Text passage —
###
Epipolar geometry

Epipolar geometry

Epipolar geometry refers to the geometry of stereo vision. When two cameras view a 3D scene from two distinct positions, there are a number of geometric relations between the 3D points and their projections onto the 2D images that lead to constraints between the image points. These relations are derived based on the assumption that the cameras can be approximated by the pinhole camera model.

The figure below depicts two pinhole cameras looking at point X. In real cameras, the image plane is actually behind the focal point, and produces a rotated image. Here, however, the projection problem is simplified by placing a "virtual image plane" in front of the focal point of each camera to produce an unrotated image. OL and OR represent the focal points of the two cameras. X represents the point of interest in both cameras. Points xL and xR are the projections of point X onto the image planes.

Each camera captures a 2D image of the 3D world. This conversion from 3D to 2D is referred to as a perspective projection and is described by the pinhole camera model. It is common to model this projection operation by rays that emanate from the camera, passing through its focal point. Note that each emanating ray corresponds to a single point in the image.

Epipole

Since the two focal points of the cameras are distinct, each focal point projects onto a distinct point into the other camera's image plane. These two image points are denoted by EL and ER and are called "epipoles". Both epipoles EL and ER and both focal points OL and OR lie on a single line.

Epipolar line

The line OL-X is seen by the left camera as a point because it is directly in line with that camera's focal point. However, the right camera sees this line as a line in its image plane. That line (ER-xR) in the right camera is called an "epipolar line". Symmetrically, the line OR-X seen by the right camera as a point is seen as epipolar line EL-xLby the left camera.
###
Given entries —

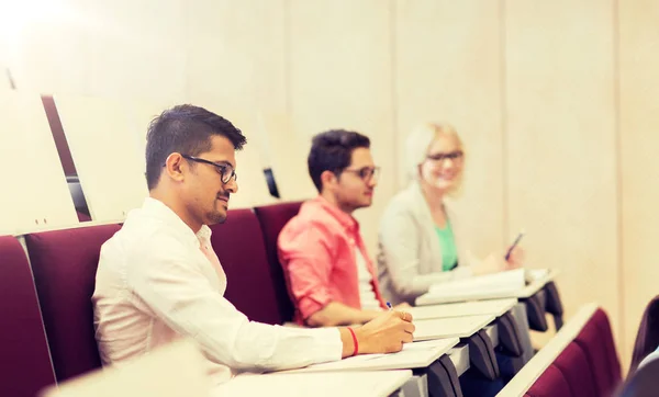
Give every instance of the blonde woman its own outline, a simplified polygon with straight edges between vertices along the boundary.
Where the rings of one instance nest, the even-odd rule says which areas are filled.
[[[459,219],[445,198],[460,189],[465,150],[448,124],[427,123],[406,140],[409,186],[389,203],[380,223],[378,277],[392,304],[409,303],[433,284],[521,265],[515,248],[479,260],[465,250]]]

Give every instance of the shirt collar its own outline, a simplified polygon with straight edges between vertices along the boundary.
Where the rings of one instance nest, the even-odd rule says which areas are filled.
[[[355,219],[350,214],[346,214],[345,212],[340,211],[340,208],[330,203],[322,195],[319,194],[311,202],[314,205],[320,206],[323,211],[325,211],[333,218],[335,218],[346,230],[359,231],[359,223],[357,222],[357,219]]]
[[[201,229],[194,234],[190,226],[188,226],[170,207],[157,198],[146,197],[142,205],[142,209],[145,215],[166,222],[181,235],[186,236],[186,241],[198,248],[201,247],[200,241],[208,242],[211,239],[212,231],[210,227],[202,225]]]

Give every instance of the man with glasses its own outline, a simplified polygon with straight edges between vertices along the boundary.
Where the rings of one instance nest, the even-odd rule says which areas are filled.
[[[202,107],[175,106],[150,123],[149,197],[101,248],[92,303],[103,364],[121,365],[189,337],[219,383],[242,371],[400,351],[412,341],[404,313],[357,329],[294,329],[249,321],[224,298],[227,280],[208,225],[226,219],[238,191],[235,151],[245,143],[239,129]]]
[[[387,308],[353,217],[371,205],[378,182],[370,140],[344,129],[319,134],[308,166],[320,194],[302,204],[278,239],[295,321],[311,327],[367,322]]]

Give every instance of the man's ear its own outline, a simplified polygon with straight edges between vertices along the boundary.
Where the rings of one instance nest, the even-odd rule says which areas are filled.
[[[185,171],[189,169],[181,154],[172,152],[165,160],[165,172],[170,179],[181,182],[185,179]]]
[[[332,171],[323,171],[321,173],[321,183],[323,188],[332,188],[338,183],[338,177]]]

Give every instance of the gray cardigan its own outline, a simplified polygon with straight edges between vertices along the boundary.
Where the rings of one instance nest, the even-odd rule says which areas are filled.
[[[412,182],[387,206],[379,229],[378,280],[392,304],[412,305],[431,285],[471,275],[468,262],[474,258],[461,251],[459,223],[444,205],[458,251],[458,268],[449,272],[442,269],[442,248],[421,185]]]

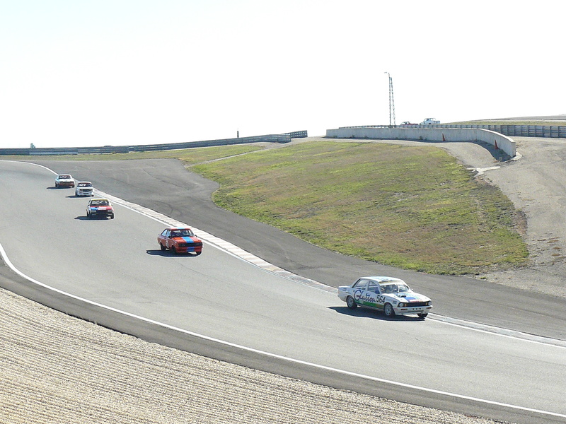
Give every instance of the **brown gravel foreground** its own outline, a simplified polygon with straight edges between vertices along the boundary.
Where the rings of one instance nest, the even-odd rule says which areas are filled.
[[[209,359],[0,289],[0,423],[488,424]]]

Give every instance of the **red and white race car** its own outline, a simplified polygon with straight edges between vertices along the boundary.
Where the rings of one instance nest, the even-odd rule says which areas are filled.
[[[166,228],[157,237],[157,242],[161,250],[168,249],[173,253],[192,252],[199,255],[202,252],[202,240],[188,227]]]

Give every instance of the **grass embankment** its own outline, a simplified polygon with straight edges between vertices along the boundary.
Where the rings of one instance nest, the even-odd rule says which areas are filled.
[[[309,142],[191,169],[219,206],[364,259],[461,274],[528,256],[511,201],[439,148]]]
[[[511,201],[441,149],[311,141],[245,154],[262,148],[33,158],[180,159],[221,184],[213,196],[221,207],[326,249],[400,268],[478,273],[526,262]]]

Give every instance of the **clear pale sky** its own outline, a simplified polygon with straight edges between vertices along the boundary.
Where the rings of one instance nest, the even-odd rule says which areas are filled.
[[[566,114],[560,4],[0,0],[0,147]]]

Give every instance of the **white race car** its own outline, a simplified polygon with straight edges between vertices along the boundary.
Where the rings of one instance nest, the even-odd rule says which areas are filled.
###
Task prompt — Return everything from "The figure below" down to "the image planes." in the epipolar geometry text above, copied word for word.

Solution below —
The figure below depicts two pinhole cameras looking at point X. In real cameras, the image plane is actually behind the focal point, and produces a rotated image. Here, however, the projection problem is simplified by placing a "virtual image plane" in front of the focal point of each camera to produce an unrotated image. OL and OR represent the focal points of the two cameras. X represents the point of interest in both cameras. Points xL and xR are the projections of point X onto the image planes.